--- Written problem ---
Report every line of the data below that contains the word "branch", treating uppercase and lowercase as different.

--- Records ---
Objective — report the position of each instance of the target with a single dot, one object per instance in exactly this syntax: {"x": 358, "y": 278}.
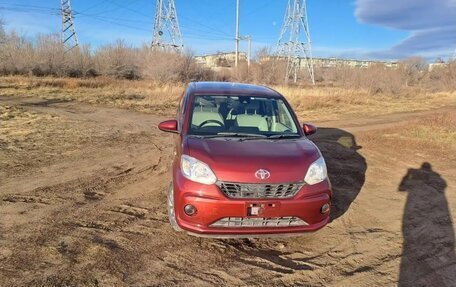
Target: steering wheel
{"x": 211, "y": 122}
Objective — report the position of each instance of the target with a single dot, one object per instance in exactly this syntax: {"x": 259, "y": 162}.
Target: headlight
{"x": 317, "y": 172}
{"x": 196, "y": 170}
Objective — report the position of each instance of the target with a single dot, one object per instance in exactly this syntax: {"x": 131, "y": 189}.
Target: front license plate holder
{"x": 263, "y": 209}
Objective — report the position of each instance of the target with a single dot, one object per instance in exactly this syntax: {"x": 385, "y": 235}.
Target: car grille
{"x": 254, "y": 190}
{"x": 233, "y": 222}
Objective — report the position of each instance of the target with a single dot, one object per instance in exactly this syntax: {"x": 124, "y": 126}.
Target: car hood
{"x": 237, "y": 161}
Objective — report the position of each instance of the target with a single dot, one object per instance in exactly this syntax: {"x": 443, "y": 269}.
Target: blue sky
{"x": 387, "y": 29}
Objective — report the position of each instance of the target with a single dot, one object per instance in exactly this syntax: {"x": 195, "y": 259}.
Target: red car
{"x": 243, "y": 166}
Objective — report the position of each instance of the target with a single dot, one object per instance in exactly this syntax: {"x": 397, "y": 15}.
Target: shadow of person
{"x": 346, "y": 167}
{"x": 428, "y": 255}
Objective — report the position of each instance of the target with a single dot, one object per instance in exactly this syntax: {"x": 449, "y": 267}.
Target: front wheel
{"x": 171, "y": 211}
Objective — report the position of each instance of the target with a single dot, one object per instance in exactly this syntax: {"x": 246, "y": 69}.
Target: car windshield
{"x": 241, "y": 116}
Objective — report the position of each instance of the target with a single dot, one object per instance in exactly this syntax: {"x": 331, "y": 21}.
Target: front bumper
{"x": 212, "y": 206}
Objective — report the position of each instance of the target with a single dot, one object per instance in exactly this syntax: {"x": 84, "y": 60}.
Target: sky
{"x": 369, "y": 29}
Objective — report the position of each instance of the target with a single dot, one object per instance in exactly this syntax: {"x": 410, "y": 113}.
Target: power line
{"x": 294, "y": 40}
{"x": 167, "y": 34}
{"x": 69, "y": 37}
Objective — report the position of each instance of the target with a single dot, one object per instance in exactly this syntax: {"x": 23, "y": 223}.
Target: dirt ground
{"x": 83, "y": 196}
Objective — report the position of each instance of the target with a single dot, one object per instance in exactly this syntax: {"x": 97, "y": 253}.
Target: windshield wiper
{"x": 238, "y": 135}
{"x": 283, "y": 136}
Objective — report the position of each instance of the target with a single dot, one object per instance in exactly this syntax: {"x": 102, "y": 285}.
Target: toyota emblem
{"x": 262, "y": 174}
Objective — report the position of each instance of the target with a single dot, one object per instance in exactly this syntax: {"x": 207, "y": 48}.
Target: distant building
{"x": 220, "y": 60}
{"x": 226, "y": 60}
{"x": 437, "y": 65}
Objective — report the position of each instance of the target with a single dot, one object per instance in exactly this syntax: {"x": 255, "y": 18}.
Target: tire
{"x": 170, "y": 208}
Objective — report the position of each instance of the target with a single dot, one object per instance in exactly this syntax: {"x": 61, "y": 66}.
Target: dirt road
{"x": 89, "y": 210}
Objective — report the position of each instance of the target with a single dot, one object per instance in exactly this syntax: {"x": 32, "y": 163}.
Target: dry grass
{"x": 310, "y": 103}
{"x": 333, "y": 103}
{"x": 428, "y": 137}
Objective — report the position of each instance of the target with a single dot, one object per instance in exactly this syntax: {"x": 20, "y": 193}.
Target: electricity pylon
{"x": 294, "y": 41}
{"x": 166, "y": 19}
{"x": 69, "y": 38}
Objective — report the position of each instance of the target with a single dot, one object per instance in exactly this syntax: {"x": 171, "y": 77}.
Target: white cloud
{"x": 432, "y": 25}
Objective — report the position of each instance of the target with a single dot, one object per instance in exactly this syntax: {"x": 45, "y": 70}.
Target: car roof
{"x": 229, "y": 88}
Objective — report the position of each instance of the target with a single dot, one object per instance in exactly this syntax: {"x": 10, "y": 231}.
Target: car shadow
{"x": 428, "y": 254}
{"x": 346, "y": 167}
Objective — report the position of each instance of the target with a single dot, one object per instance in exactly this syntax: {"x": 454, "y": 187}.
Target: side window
{"x": 180, "y": 112}
{"x": 284, "y": 116}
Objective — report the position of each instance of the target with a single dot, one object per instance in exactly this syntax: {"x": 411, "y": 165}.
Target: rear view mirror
{"x": 168, "y": 126}
{"x": 309, "y": 129}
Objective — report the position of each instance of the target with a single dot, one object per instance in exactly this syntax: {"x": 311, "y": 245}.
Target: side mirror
{"x": 168, "y": 126}
{"x": 309, "y": 129}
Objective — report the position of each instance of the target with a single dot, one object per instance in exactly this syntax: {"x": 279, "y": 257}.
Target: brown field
{"x": 84, "y": 172}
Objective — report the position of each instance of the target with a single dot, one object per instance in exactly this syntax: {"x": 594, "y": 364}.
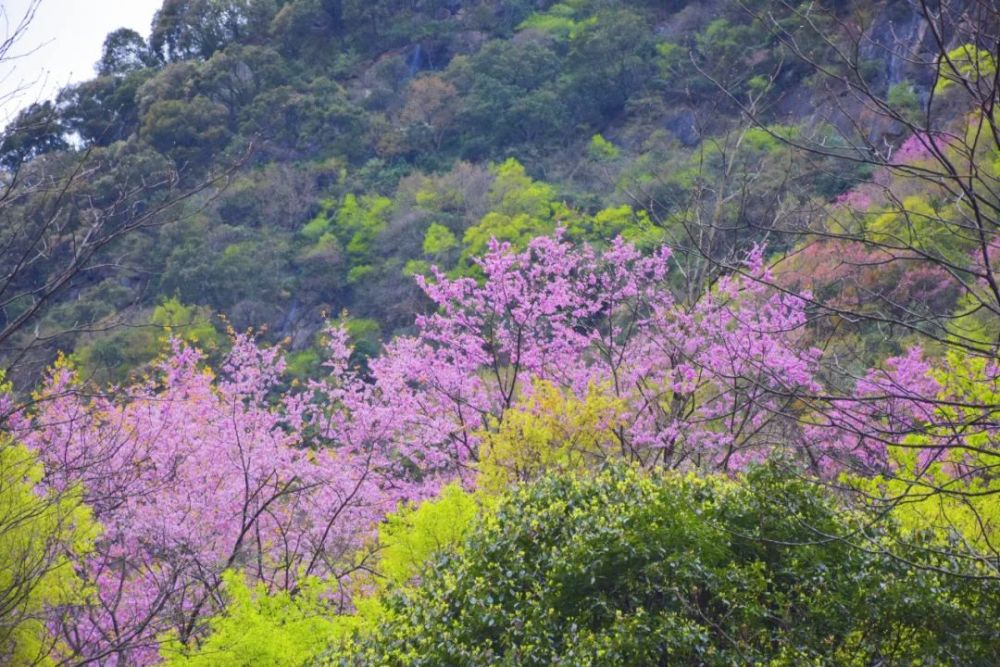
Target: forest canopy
{"x": 341, "y": 332}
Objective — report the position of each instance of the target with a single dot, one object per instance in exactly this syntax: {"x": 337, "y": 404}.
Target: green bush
{"x": 632, "y": 570}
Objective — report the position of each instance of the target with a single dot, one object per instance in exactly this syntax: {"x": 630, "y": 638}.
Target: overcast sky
{"x": 62, "y": 44}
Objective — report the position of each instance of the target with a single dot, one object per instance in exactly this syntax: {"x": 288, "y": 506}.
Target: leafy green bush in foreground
{"x": 626, "y": 569}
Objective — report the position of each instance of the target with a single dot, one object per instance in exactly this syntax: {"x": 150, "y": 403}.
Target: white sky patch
{"x": 61, "y": 45}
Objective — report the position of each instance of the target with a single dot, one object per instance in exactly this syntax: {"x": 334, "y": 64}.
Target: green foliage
{"x": 903, "y": 99}
{"x": 547, "y": 432}
{"x": 111, "y": 357}
{"x": 924, "y": 491}
{"x": 411, "y": 537}
{"x": 601, "y": 150}
{"x": 439, "y": 240}
{"x": 629, "y": 570}
{"x": 40, "y": 535}
{"x": 520, "y": 209}
{"x": 261, "y": 628}
{"x": 967, "y": 63}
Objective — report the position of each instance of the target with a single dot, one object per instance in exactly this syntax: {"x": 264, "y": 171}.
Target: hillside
{"x": 507, "y": 332}
{"x": 325, "y": 152}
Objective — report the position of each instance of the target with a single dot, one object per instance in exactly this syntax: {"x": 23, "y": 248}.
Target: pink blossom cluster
{"x": 192, "y": 473}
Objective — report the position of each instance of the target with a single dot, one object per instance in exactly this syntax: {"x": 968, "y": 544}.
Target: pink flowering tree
{"x": 191, "y": 474}
{"x": 711, "y": 386}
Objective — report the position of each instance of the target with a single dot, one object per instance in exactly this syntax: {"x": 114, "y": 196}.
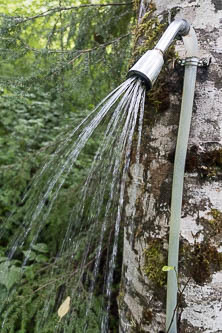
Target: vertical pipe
{"x": 177, "y": 191}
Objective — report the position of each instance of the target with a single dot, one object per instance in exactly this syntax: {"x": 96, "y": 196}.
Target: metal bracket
{"x": 204, "y": 62}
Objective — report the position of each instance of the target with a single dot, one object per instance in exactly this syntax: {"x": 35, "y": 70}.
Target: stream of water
{"x": 90, "y": 246}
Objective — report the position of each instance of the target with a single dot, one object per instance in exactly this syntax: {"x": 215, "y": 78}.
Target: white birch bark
{"x": 143, "y": 292}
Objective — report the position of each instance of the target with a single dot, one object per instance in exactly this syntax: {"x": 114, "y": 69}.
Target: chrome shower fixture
{"x": 150, "y": 64}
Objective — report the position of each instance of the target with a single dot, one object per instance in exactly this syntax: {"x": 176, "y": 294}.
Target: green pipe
{"x": 177, "y": 191}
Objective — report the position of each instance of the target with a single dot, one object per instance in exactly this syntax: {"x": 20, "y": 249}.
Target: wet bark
{"x": 143, "y": 291}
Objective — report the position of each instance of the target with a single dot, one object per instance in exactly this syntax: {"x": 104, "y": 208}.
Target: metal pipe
{"x": 150, "y": 64}
{"x": 177, "y": 191}
{"x": 148, "y": 68}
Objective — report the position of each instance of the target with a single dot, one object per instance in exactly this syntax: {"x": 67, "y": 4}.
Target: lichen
{"x": 216, "y": 220}
{"x": 200, "y": 261}
{"x": 154, "y": 260}
{"x": 208, "y": 164}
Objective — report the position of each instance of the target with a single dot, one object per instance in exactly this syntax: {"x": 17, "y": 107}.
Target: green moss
{"x": 155, "y": 259}
{"x": 216, "y": 220}
{"x": 201, "y": 261}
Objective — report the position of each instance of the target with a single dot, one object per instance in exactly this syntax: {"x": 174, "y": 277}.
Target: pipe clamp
{"x": 204, "y": 62}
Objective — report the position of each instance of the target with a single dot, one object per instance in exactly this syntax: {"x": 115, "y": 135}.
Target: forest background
{"x": 58, "y": 59}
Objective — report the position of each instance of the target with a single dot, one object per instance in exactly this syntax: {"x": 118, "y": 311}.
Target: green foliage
{"x": 57, "y": 62}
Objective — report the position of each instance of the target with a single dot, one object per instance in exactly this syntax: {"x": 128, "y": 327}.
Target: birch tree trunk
{"x": 143, "y": 292}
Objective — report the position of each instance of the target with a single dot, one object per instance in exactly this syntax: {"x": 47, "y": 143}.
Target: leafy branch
{"x": 61, "y": 9}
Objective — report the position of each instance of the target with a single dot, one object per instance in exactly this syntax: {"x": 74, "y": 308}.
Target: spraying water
{"x": 89, "y": 250}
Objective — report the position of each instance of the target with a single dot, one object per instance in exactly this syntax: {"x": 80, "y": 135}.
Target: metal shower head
{"x": 150, "y": 64}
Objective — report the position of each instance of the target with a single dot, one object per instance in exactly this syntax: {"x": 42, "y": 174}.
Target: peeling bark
{"x": 143, "y": 291}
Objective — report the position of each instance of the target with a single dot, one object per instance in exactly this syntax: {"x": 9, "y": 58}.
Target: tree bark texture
{"x": 143, "y": 291}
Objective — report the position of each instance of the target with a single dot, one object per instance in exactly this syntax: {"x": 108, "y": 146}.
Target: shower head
{"x": 150, "y": 64}
{"x": 148, "y": 67}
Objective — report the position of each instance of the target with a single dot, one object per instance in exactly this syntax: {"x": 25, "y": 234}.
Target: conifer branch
{"x": 60, "y": 9}
{"x": 80, "y": 52}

--- Answer below ---
Target: leafy branch
Target: conifer branch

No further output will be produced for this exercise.